══ EXERCISE MATERIALS

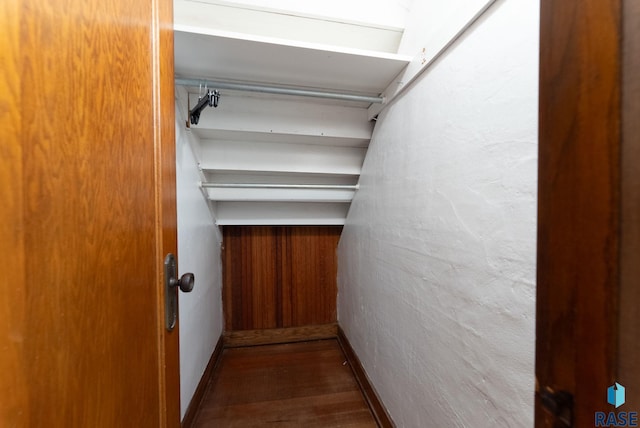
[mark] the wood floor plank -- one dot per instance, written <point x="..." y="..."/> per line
<point x="289" y="385"/>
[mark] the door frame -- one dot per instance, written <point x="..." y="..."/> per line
<point x="588" y="288"/>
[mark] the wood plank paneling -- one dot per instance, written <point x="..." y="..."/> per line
<point x="294" y="385"/>
<point x="313" y="272"/>
<point x="277" y="277"/>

════

*SET EXERCISE*:
Lay out every line of the items above as a JSON list of strings, one string per line, with blank lines omitted. Leave the pictures out of the answer.

*TASK ANSWER*:
[
  "[mark] the wood floor plank -- one dot per instance, written <point x=\"...\" y=\"...\"/> per line",
  "<point x=\"289\" y=\"385\"/>",
  "[mark] the door frame -- one dot per instance, written <point x=\"...\" y=\"...\"/> per line",
  "<point x=\"588\" y=\"288\"/>",
  "[mark] the wood plank paneling -- one dot per instance, written <point x=\"...\" y=\"...\"/> per line",
  "<point x=\"294\" y=\"385\"/>",
  "<point x=\"313\" y=\"272\"/>",
  "<point x=\"277\" y=\"277\"/>"
]